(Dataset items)
┄┄┄┄┄┄┄┄┄┄
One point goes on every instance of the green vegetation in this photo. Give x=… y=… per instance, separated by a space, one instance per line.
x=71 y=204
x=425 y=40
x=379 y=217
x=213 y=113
┄┄┄┄┄┄┄┄┄┄
Copy down the material exactly as written.

Solution for this exercise
One point goes on every instance of the green vegetation in this photo. Give x=… y=… per instance, separated by a space, one instance per line.
x=71 y=204
x=425 y=40
x=379 y=217
x=213 y=113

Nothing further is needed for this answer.